◆ **Information supplied**:
== Segment start ==
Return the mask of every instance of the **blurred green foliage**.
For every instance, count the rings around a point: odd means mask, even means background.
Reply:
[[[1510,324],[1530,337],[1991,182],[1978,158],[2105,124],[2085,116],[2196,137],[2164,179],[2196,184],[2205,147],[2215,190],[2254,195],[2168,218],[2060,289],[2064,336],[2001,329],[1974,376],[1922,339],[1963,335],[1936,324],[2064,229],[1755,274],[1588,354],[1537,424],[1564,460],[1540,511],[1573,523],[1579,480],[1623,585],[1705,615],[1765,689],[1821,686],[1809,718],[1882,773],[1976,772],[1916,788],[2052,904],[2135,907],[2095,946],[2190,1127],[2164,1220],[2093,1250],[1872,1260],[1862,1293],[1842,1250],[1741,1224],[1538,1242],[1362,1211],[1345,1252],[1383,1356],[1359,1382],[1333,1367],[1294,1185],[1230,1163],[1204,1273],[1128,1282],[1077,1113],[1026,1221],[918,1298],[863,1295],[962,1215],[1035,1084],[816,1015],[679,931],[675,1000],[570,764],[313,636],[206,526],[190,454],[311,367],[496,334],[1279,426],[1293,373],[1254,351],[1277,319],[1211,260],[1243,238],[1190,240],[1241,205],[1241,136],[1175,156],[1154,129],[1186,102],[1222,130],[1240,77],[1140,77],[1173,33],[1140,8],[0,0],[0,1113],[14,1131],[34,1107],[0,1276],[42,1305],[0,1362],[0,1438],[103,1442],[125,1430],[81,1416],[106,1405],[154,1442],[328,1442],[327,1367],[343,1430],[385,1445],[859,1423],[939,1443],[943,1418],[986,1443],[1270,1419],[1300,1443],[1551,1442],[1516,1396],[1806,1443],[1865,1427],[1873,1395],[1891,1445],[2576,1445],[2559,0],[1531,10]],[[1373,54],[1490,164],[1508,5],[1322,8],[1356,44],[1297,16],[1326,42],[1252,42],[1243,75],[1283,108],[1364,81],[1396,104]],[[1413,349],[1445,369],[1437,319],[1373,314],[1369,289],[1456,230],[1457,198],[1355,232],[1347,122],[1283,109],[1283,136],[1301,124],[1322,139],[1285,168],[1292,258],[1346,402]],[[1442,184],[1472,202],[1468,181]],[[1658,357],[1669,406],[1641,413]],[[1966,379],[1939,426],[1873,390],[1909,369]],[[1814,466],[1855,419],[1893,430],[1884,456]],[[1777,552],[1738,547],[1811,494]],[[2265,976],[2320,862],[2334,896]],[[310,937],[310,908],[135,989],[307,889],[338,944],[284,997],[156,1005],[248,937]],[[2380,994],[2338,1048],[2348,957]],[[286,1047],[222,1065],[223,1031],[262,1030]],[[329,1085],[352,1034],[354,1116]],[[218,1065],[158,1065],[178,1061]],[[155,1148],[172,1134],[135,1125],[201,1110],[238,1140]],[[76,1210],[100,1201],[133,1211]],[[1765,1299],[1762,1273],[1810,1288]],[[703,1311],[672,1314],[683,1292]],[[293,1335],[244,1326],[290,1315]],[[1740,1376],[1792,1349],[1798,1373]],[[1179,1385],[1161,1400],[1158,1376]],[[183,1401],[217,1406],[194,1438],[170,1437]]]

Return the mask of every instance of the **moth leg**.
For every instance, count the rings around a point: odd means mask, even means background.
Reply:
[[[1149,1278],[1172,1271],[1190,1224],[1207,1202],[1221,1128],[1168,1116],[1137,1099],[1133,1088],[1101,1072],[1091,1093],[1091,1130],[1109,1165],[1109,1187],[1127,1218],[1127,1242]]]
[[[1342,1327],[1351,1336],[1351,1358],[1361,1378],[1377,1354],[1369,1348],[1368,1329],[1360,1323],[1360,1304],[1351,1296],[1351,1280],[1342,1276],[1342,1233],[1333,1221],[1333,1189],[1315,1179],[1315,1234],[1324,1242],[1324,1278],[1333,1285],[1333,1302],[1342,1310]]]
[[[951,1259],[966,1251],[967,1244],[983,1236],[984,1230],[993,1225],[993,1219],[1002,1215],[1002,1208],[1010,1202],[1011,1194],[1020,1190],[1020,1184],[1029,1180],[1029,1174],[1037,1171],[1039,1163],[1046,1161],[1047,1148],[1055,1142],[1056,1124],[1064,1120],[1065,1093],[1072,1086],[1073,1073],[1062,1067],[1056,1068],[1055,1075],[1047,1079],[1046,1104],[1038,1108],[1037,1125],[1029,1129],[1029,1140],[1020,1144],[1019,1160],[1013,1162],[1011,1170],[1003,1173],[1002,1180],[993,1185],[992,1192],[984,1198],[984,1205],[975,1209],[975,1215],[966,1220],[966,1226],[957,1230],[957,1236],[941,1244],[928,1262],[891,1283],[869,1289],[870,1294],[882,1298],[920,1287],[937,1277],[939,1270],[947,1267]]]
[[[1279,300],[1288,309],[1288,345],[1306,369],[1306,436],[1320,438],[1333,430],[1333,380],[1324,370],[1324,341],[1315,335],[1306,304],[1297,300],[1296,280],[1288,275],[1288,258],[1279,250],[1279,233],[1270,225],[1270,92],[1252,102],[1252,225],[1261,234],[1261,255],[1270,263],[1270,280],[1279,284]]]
== Segment end ==
Look above for lines with the word "mask" and copy them all.

Return the mask of every instance of the **blurred green foliage**.
For every instance, count the rings around a point: odd means mask, even means background.
Return the mask of every instance of the **moth leg**.
For every instance, count the rings around a point: odd means mask, even means background.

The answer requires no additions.